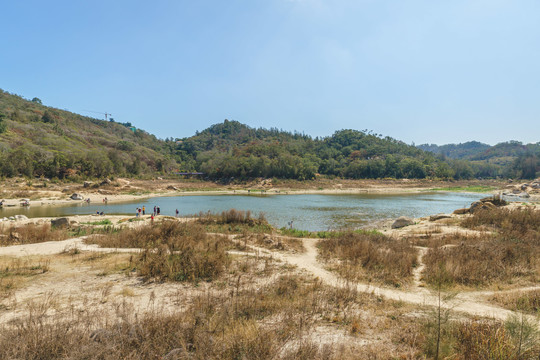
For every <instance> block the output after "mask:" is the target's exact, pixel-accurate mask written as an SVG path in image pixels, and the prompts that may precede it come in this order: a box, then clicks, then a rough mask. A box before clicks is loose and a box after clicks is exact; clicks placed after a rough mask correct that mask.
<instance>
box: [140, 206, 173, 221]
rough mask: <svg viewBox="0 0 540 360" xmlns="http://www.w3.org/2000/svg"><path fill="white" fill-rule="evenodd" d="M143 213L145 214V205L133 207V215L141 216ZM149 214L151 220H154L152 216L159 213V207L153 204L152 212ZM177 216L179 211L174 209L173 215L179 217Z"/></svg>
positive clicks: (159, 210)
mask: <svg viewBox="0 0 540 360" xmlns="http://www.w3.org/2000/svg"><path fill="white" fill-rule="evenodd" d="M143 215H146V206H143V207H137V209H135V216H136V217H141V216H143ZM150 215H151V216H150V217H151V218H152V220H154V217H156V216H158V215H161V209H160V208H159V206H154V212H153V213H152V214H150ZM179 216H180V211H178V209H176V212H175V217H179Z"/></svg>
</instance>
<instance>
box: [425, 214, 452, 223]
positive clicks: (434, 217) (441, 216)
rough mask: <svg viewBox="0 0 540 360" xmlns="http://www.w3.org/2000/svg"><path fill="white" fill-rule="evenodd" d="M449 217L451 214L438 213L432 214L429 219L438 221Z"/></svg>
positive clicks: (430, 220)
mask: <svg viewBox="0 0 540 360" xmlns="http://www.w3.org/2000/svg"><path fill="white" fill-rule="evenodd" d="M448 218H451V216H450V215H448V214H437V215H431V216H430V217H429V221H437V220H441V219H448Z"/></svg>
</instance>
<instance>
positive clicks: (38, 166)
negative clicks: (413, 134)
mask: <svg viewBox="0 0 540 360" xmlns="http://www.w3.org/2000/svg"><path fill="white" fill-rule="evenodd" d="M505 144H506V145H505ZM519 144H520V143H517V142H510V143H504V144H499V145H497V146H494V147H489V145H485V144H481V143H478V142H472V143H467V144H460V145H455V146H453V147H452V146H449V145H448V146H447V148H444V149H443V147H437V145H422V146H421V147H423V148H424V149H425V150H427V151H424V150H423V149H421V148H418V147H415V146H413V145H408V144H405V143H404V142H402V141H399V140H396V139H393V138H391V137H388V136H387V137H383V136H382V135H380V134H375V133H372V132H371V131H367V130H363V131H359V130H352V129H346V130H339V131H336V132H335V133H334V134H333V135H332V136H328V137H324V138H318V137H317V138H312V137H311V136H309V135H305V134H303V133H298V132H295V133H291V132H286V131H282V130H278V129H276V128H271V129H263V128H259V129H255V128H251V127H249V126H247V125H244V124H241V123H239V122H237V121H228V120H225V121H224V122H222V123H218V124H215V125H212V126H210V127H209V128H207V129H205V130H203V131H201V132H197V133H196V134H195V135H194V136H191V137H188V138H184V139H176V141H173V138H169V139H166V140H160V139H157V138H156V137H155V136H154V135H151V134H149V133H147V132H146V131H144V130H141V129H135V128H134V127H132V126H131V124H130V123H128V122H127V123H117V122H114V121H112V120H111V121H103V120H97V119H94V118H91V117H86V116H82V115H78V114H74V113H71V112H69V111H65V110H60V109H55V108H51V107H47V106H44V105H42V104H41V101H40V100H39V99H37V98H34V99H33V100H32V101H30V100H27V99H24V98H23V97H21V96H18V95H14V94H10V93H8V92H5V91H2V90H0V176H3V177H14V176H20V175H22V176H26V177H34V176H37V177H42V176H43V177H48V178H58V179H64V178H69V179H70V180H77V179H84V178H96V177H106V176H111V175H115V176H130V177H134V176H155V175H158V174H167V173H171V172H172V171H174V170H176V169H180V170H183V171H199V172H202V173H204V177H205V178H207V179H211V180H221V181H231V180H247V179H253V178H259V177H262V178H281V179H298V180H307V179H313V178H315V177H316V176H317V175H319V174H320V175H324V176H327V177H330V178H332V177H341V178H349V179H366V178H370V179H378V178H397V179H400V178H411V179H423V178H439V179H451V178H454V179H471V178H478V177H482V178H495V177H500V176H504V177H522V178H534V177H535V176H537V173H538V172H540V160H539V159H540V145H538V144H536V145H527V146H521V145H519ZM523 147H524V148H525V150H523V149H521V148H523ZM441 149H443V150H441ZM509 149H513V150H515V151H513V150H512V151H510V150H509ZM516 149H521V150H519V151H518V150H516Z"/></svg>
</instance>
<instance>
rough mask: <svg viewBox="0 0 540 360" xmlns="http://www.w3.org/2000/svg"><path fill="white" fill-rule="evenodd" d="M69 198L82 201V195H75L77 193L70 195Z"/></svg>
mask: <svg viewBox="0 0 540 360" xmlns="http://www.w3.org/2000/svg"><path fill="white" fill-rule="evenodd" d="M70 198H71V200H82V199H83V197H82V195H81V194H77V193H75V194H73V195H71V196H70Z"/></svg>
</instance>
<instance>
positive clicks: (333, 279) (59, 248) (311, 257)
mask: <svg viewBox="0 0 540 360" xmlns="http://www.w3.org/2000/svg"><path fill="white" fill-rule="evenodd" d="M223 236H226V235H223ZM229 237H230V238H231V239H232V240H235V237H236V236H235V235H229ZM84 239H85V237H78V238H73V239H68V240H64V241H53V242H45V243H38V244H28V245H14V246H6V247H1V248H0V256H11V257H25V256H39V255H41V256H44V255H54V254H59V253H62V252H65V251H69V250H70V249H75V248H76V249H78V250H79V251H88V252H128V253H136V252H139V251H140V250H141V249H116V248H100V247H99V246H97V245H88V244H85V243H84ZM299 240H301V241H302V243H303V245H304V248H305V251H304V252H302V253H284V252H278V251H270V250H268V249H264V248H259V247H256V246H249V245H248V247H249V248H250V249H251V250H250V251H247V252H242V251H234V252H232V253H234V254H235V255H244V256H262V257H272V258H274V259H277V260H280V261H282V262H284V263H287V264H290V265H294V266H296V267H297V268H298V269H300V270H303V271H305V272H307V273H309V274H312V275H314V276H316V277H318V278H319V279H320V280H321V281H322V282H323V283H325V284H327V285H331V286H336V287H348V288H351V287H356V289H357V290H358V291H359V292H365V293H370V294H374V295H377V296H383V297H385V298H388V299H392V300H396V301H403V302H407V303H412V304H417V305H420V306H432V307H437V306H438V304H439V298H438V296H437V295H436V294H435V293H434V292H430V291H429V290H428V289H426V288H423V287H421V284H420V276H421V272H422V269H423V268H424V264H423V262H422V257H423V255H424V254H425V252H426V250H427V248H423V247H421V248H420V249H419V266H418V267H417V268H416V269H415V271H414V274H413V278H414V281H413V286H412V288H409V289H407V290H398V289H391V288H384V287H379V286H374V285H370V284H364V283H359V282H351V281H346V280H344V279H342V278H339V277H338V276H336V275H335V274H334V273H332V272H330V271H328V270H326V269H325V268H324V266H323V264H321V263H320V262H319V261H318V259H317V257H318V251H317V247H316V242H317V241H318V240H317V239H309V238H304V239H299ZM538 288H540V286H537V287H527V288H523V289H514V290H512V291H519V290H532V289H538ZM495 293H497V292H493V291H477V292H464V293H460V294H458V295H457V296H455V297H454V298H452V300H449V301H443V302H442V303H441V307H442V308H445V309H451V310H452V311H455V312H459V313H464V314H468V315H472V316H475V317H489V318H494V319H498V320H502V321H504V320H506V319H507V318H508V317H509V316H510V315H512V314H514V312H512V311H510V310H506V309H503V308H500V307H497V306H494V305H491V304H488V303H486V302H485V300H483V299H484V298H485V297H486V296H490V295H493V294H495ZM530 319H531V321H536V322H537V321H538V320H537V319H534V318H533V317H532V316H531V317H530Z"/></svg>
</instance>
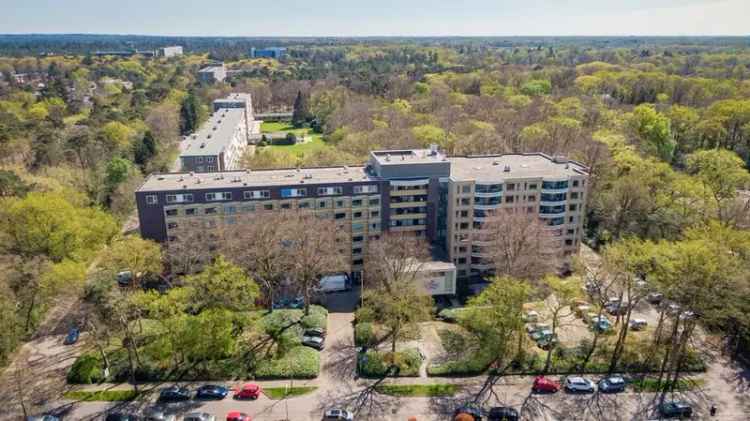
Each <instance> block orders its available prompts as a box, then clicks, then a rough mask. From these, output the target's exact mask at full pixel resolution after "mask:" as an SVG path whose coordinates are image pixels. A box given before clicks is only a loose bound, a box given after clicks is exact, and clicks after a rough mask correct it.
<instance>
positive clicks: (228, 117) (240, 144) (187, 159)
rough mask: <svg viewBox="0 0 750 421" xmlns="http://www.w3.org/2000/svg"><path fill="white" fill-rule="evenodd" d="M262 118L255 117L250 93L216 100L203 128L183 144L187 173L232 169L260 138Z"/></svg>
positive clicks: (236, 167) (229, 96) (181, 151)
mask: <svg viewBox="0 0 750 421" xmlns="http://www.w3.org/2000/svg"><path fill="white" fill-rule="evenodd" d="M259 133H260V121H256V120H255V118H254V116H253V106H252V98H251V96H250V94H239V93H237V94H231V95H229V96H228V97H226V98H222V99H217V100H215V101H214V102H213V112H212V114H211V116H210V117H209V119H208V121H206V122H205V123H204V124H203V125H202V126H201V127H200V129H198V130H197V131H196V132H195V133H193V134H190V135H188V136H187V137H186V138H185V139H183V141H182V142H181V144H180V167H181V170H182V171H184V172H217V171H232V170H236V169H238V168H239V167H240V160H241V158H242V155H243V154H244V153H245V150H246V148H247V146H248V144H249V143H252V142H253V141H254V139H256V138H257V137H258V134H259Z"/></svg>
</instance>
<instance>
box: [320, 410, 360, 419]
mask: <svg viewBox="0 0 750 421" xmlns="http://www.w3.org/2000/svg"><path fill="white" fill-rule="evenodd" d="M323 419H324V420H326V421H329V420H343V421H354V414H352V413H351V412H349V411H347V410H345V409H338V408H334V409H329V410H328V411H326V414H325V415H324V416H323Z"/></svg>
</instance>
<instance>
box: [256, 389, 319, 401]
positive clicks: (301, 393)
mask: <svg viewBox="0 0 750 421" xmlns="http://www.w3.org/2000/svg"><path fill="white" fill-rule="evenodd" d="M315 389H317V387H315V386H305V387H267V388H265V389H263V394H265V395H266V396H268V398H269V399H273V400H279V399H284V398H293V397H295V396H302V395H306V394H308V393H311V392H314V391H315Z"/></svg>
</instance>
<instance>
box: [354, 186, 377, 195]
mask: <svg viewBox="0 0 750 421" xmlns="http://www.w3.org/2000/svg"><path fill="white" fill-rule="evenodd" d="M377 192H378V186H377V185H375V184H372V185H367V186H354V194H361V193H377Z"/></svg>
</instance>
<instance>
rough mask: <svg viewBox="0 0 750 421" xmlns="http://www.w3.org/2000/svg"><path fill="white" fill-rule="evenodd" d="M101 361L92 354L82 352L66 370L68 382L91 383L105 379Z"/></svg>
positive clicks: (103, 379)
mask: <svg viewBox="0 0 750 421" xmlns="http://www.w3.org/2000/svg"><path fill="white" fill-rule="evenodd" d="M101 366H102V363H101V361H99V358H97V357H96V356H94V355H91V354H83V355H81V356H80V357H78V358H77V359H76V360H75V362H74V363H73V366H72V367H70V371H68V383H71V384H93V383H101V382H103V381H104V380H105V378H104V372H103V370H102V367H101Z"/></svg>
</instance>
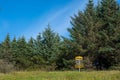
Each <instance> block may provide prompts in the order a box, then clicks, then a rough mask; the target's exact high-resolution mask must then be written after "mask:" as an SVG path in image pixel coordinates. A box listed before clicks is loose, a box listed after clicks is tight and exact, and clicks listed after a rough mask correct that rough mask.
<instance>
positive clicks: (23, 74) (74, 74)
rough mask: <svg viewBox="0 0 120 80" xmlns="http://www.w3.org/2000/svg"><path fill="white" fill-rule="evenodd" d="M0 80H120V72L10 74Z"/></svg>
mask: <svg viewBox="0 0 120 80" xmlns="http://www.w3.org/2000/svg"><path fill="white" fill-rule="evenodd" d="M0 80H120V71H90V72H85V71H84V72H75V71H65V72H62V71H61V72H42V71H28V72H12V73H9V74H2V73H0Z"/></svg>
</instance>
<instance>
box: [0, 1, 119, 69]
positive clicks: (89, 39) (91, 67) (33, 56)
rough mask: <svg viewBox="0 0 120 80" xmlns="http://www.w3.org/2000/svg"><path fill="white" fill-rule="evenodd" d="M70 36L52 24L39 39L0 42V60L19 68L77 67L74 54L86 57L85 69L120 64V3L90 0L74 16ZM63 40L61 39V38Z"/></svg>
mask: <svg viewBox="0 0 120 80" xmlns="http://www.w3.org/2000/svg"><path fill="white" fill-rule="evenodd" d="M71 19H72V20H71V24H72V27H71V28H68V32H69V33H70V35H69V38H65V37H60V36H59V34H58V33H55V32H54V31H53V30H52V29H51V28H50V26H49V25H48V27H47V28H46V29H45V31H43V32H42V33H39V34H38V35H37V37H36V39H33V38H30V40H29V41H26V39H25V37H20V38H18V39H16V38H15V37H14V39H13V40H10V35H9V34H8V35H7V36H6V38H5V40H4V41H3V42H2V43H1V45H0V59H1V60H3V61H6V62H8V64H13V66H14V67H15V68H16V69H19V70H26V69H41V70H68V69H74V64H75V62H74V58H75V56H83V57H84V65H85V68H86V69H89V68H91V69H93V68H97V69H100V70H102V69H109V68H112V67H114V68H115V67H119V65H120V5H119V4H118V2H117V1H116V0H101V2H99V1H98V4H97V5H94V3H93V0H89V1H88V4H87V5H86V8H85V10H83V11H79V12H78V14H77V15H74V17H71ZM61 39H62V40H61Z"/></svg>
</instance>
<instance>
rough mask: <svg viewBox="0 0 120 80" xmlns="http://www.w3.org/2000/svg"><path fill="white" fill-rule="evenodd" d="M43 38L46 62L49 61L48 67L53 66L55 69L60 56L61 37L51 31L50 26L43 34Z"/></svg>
========================================================================
### Task to carry out
From the records above, count how many lines hold the string "target", then give only that number.

### Exercise answer
3